- _WHAT YOU ARE ASKED TO DO_
Rewrite all of the records below, replacing "marker" with "pin" wherever it occurs and changing nothing else. Omit the pictures from your answer.

- _DATA FOR THIS EXERCISE_
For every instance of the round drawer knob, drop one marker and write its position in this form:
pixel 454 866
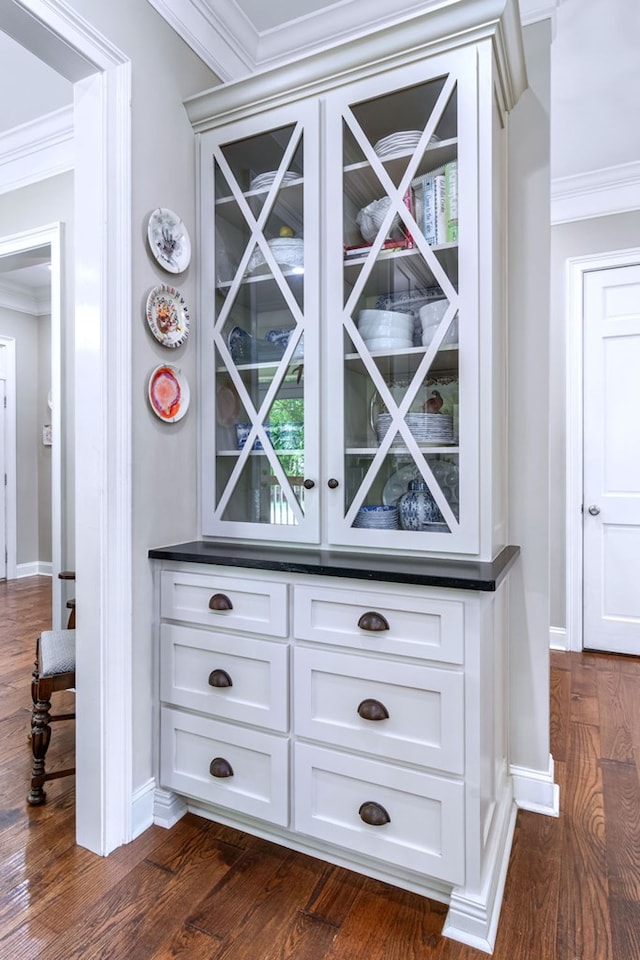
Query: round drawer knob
pixel 220 678
pixel 374 814
pixel 371 709
pixel 220 602
pixel 220 768
pixel 373 621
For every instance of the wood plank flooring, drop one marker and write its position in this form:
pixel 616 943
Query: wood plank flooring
pixel 202 891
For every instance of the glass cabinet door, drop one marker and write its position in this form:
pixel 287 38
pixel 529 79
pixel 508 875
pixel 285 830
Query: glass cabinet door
pixel 260 371
pixel 406 470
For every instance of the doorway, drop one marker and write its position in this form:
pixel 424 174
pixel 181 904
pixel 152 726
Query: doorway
pixel 33 249
pixel 603 502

- _WORKED ANSWER_
For every instance of the round drawer knob, drop one pin and write its position in this form:
pixel 454 866
Query: round drawer knob
pixel 220 678
pixel 374 814
pixel 371 709
pixel 220 602
pixel 220 768
pixel 373 621
For every instance of the wood plank flooring, drop one pin and write its position in this form:
pixel 616 943
Query: wood plank flooring
pixel 202 891
For every instance of the glass cabinet door, drop one pin and write its position in this form:
pixel 287 38
pixel 529 79
pixel 508 875
pixel 285 830
Query: glass cabinet door
pixel 260 371
pixel 406 470
For every instance of the doorway, drop one pin and write its position in this form:
pixel 424 174
pixel 181 904
pixel 152 726
Query: doorway
pixel 33 249
pixel 603 502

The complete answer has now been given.